_Request_: Rewrite every line from the one with "Provide the mask of each instance of the thorny" through the end of the listing, multiplying each coordinate in the answers by 0.75 and rounding to whole numbers, with halves going up. Copy the other lines unchanged, and give only this stretch.

Start

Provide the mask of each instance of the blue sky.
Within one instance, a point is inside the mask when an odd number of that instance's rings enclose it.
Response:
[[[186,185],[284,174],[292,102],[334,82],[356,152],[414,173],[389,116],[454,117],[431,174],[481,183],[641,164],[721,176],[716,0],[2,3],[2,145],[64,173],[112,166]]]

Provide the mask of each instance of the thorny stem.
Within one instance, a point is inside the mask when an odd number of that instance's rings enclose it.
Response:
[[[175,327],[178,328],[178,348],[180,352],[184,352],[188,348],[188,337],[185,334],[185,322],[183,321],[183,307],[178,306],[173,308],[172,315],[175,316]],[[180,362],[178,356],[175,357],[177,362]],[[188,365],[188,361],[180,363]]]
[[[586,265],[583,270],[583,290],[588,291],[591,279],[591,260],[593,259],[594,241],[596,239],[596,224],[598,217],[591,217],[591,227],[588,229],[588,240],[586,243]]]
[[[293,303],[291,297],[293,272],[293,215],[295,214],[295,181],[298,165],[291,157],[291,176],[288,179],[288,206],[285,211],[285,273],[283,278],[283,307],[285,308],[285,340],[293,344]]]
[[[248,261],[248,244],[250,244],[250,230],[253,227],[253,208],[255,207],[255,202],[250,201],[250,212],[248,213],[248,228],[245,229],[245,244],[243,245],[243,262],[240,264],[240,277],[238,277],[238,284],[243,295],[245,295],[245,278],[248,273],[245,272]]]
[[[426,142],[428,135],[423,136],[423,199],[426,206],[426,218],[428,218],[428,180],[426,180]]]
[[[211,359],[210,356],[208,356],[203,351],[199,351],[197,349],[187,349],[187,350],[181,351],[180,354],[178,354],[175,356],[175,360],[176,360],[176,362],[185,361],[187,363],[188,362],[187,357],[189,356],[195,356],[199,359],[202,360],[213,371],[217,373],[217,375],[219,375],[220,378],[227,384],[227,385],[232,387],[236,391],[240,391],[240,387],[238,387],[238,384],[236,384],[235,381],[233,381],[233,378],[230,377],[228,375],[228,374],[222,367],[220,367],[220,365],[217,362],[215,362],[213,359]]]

End

_Answer to this task_:
Provide the mask of each instance of the thorny stem.
Within one instance, a point is inside the mask when an odd number of that instance's rings enclose it.
Response:
[[[131,245],[134,246],[134,261],[135,264],[138,264],[141,261],[141,253],[139,251],[139,242],[137,241],[137,230],[134,230],[130,231],[129,236],[131,237]],[[135,272],[134,267],[131,268],[133,272]],[[141,274],[141,271],[135,272]]]
[[[440,199],[437,203],[437,218],[441,218],[443,209],[443,195],[445,194],[446,181],[447,179],[447,168],[449,163],[443,163],[443,170],[441,172],[441,180],[440,182]]]
[[[220,227],[218,223],[220,204],[220,161],[221,161],[221,136],[224,124],[218,118],[218,132],[216,134],[216,155],[214,158],[214,205],[212,209],[212,230],[214,231],[214,255],[220,258]]]
[[[186,196],[186,183],[188,183],[188,173],[190,170],[190,156],[191,155],[191,152],[188,151],[188,159],[186,160],[186,171],[184,172],[184,183],[182,184],[182,197],[180,198],[180,208],[179,208],[179,213],[182,221],[184,221],[184,209],[186,205],[184,204]]]
[[[320,107],[321,101],[317,102],[317,149],[320,155],[320,164],[321,164],[321,135],[320,135]]]
[[[158,269],[158,267],[156,267],[152,263],[149,263],[148,262],[140,262],[140,263],[136,263],[135,266],[134,266],[131,267],[131,270],[132,270],[132,272],[139,271],[140,272],[141,272],[140,268],[142,267],[146,267],[149,269],[152,270],[160,278],[163,280],[163,281],[164,281],[165,284],[170,288],[170,289],[174,290],[177,293],[180,293],[180,290],[179,290],[179,288],[177,288],[176,286],[175,286],[175,284],[173,283],[171,281],[171,281],[167,275],[165,275],[165,274],[163,272],[161,272],[160,269]]]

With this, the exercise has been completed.